7 Easy-to-Grow, Cat-Friendly Air-Purifying Houseplants

A tabby cat sitting beside a cat-safe prayer plant in bright window light

I have a bit of a black thumb when it comes to plants, but that doesn’t mean I don’t love them! We had three plants at home when we adopted our cats Thelma and Louis, and unfortunately none of them were considered cat-friendly. Thankfully they’re each tall plants, so the cats don’t have access to them, and we put these black plastic deterrents over each of their planters to be extra safe. But as I’m tempted to shop for new plants, getting pet-friendly ones is obviously my number one priority now.

While I have in the past, pre-cats, bought plants because they were supposedly good at “cleaning” the air, knowing that there’s not a whole lot of truth around that means I now look for plants that I just like the look of and that are safe for Thelma and Louis. (More on that whole “air-purifying” below.)

So that’s what this list is: plants that are easy enough for a black thumb, safe for a cat, and the ones that do genuinely make your air a bit better, with a caveat. And the good news is that every plant below is confirmed non-toxic to cats on the ASPCA’s database. However it’s important to note that non-toxic still doesn’t mean your cat should eat it, and I’ll get to that too.

## Task item:
Can you carry the article on cat-friendly houseplants forward from its last sentence? The material that comes next was drawn from a separate source.

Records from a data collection
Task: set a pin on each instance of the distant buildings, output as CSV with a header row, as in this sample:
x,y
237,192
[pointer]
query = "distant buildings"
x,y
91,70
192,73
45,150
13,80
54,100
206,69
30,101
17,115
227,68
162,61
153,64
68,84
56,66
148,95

## Exercise result:
Do these plants actually clean your air?

The “air-purifying houseplant” idea comes from a 1989 NASA Clean Air Study that sealed plants in small chambers and measured them pulling chemicals like formaldehyde out of the air. It’s real, but it happened in a sealed box, not a living room.

A 2019 review by researchers Bryan Cummings and Michael Waring at Drexel University, published in the Journal of Exposure Science and Environmental Epidemiology, looked back at decades of this research and found that normal airflow in a real home, from windows, doors, and your HVAC, clears those chemicals far faster than any plant can. To match a basic air purifier, you’d need somewhere in the range of hundreds to over a thousand plants in one room.

So a few plants on a shelf won’t measurably clean your air. They’re still nice to have. Just buy them for the right reasons.

1. Spider plant

A spider plant (Chlorophytum comosum) with arching variegated leaves

The spider plant is the one I’d hand a beginner first. Why? Well, it lead in the original NASA study for pulling formaldehyde out of the air, it’s almost impossible to kill, and the ASPCA lists it, under the name Chlorophytum comosum, as non-toxic to cats.

It does the trailing, arching thing that cats love to bat at, and it sends out little baby plants on long stems that dangle like cat toys. That’s the catch with this one. It’s safe, but it’s also basically advertising itself as something to chew. A high shelf or a hanging planter can help keep the temptation down and the plant intact.

For care, this plant craves bright, indirect light. Just water when the top inch of soil is dry, and it’ll forgive you forgetting. Bonus? If you snip the babies off you’ve got free plants to spread around or give away.

Nurseries often call this one of the easiest houseplants to care for, those snippets make great gifts for family or friends, and most importantly, they won’t harm your pets if they decide to take a little taste.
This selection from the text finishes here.